== Text block ==
The Best of 2015
Albums – Part One: #20-#11 | Part Two #10-#1
Singles – Part One: #40-#21 | Part Two: #20-#1
The Master List | Individual Rankings
Our first Best of 2015 list kicks off today with the lower half of our top forty singles of 2015. Check back for part two tomorrow!
Randy Rogers & Wade Bowen
Written by Brady Black, Brian Keane, and Randy Rogers
Randy Rogers and Wade Bowen are two country music forces who have managed to gain a loyal following without the help of mainstream radio success, despite almost being able to taste it by being associated with commercial record labels. So, they know of what they speak when they wryly sing, “I don’t have hits, I’ve got standards.” – Leeann Ward
Written by Andrew Combs and Ian Fitchuk
The folky, country-rock melodies are so blissful it’s easy to forget that this is a sad song about a damaged man. “Oh I’ve lost my mind…Down the road of no direction,” Combs sings, shortly before he and a cadre of harmony singers launch into a chorus that asks, “Who do I think I’m foolin’?” They sound like the The Byrds around the Mr. Tambourine Man era. There isn’t a moment on “Foolin'” that doesn’t dazzle the ears – which could make it the most beautifully vexing song of the year. – Larry Rogowin
Written by Cam and Tyler Johnson
“My Mistake” finds Cam shrugging off the consequences of messy romantic decisions for a night of exhilaration. Best yet is the clean pop-country production that puts the newcomer’s jaunty vocals front and center. – Tara Seetharam
“Black is the Color”
===
== Data extract ==
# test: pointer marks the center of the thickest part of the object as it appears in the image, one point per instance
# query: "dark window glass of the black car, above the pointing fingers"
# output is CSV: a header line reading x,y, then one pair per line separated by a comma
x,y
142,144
===
Things to do ::
1. Answer these questions using the Best of 2015 list:
(a) Who co-wrote "My Mistake" with Cam?
(b) Which band do the singers on "Foolin'" sound like?
(c) How many singles make up the full list of top singles?
2. Carry the Best of 2015 list further, picking up right after its final line.
The rows have no part in what is asked here.

Responses to the tasks ::
1.
(a) Tyler Johnson
(b) The Byrds, around the Mr. Tambourine Man era
(c) Forty

2.
Giddens turns a generations-spanning traditional folk ballad into a euphoric dance driven by hip-hop beats. The Carolina Chocolate Drops frontwoman has confessed that she didn’t completely understand the lyrics. So she rewrote almost all of it as a tribute to her ginger-haired husband. “Black” showcases Giddens’ soaring, sexy, adventurous vocals. But it’s impossible to imagine the song without its addictive bass groove and Jon Baptiste’s fluttering melodica. – Larry Rogowin
“While I Was Away”
Written by Zane Williams
Pat Green returns to his warm, easy style with his 2015 album, Home. Not only does “While I Was Away” wonderfully showcase his old familiar sound that got lost with much of his commercial success, it is a sweet,heartbreaking song. – Leeann Ward
“I Blew it Off”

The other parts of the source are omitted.